Copy out, character for character, the stretch of the records from the line containing "Category: street sign pole" through the end of the records, including both of those ends.

GIVEN ENTRIES:
◆ ◆ ◆ ◆ ◆
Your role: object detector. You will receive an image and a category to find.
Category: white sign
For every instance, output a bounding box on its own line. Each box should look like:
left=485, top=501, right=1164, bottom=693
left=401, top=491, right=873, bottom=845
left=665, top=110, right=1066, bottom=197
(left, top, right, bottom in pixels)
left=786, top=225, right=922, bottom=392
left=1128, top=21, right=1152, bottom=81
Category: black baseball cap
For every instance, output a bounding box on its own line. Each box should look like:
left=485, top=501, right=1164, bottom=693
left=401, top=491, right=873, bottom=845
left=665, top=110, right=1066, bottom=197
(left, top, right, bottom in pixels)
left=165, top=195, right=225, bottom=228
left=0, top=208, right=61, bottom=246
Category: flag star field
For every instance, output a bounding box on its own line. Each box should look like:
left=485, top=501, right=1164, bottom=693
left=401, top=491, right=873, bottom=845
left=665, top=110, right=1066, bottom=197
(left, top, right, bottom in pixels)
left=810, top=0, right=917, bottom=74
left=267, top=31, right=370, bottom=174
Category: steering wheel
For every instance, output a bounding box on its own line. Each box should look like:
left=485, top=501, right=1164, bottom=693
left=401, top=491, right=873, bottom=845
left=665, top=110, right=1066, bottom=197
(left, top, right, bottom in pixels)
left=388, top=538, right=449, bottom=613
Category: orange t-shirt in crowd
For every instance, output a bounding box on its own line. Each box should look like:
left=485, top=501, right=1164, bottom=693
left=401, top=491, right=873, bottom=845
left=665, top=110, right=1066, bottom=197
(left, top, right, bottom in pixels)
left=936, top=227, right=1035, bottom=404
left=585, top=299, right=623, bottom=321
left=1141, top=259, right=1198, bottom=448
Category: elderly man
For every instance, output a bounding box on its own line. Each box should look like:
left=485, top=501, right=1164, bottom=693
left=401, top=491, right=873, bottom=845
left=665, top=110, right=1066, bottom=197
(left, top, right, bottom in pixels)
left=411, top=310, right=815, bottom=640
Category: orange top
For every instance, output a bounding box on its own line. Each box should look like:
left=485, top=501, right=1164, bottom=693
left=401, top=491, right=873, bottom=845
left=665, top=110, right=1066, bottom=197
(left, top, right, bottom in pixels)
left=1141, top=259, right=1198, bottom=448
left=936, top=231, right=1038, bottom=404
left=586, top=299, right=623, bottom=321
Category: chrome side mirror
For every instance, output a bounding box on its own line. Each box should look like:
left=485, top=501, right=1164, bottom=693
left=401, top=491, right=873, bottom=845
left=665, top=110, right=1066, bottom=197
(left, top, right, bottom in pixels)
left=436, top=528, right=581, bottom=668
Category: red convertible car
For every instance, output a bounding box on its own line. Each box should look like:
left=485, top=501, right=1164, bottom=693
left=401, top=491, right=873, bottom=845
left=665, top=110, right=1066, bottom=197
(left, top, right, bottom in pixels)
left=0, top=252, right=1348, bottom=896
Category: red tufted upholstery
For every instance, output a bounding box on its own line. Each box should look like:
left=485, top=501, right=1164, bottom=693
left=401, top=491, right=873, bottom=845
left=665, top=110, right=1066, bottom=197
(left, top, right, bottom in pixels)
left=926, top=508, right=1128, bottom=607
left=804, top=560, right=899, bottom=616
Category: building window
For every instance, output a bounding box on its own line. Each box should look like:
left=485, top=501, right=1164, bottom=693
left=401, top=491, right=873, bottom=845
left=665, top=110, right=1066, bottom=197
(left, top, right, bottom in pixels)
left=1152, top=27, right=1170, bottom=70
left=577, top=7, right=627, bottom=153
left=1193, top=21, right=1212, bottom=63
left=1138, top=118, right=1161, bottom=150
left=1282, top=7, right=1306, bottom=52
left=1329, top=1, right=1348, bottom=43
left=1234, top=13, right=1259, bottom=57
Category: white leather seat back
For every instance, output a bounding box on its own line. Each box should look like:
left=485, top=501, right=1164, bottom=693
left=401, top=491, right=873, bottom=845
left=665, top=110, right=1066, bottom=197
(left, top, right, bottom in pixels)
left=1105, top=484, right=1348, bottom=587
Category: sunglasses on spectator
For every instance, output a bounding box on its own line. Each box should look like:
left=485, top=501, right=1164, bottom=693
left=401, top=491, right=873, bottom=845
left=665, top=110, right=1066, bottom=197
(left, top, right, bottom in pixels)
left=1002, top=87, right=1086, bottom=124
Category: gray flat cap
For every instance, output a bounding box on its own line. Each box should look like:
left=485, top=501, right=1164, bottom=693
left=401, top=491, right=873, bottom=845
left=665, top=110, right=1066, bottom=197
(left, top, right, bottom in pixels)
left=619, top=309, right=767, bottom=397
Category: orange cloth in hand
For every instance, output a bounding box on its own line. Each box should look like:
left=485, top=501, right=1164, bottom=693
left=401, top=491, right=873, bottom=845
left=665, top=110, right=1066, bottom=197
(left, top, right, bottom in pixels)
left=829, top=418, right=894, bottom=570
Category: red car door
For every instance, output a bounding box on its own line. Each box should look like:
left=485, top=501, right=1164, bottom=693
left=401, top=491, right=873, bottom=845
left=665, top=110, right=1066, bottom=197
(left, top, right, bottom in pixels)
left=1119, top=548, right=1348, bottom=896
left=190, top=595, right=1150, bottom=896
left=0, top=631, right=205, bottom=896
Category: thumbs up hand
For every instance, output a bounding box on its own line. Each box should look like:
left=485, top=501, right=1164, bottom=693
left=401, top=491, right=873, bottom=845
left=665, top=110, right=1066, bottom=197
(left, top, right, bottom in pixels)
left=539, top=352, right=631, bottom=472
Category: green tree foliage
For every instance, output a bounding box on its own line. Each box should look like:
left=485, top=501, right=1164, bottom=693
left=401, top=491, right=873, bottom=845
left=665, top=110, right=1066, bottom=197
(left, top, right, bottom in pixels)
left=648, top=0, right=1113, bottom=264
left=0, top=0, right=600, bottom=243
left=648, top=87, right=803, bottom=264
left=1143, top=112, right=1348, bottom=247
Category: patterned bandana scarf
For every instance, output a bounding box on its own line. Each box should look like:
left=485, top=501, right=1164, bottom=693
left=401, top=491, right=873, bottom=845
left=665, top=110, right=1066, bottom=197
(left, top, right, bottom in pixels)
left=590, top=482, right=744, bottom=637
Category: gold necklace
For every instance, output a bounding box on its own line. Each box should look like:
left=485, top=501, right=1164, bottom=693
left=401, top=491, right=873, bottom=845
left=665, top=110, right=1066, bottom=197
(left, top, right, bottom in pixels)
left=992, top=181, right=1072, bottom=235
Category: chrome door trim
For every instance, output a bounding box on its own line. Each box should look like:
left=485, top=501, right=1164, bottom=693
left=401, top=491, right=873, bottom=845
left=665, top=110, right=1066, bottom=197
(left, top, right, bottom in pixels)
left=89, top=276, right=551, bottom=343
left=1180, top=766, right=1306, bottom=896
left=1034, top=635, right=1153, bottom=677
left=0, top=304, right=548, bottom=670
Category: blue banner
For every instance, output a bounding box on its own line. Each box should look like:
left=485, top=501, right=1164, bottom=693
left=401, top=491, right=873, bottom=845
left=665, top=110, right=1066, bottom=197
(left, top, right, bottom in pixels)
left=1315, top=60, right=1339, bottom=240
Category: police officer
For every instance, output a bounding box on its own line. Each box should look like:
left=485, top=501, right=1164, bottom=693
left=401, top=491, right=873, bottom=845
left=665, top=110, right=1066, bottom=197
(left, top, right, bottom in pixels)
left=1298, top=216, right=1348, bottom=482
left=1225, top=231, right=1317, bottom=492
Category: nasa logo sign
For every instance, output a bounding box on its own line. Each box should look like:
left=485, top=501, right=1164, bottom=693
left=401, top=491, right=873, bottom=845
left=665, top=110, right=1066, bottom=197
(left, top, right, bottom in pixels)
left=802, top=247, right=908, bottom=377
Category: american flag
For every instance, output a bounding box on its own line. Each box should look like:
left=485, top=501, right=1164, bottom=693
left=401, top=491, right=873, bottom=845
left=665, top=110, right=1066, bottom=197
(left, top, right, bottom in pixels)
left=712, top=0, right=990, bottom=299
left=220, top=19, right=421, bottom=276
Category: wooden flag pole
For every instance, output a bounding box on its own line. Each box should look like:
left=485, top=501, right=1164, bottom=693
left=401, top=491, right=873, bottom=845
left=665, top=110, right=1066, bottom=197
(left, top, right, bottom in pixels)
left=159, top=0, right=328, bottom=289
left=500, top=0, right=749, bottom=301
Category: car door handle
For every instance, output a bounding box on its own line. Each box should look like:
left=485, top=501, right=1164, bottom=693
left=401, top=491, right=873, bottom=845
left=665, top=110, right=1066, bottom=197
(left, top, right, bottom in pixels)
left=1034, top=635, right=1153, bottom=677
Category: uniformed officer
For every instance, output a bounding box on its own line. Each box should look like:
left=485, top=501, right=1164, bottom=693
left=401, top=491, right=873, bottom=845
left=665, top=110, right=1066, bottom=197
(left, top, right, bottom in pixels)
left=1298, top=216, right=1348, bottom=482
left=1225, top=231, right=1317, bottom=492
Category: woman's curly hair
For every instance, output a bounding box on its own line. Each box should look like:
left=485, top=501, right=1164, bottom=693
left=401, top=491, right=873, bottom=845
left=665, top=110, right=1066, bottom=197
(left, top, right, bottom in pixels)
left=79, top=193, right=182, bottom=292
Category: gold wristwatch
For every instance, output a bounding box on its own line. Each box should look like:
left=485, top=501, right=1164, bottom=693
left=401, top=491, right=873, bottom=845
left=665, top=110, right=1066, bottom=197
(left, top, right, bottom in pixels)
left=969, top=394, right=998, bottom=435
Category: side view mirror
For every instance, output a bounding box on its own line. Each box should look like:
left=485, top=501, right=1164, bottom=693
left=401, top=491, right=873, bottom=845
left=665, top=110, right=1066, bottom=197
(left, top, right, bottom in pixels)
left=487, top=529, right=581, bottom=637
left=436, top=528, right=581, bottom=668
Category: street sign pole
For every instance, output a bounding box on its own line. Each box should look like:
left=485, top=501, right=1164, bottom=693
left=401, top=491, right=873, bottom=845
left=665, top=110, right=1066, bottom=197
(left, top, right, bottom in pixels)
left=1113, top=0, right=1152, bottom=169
◆ ◆ ◆ ◆ ◆
PROBLEM SOLUTION:
Category: street sign pole
For every instance, output a bounding box on its own line. Each box should look like:
left=485, top=501, right=1164, bottom=693
left=401, top=491, right=873, bottom=845
left=665, top=110, right=1066, bottom=197
(left, top, right, bottom in pixels)
left=1113, top=0, right=1152, bottom=169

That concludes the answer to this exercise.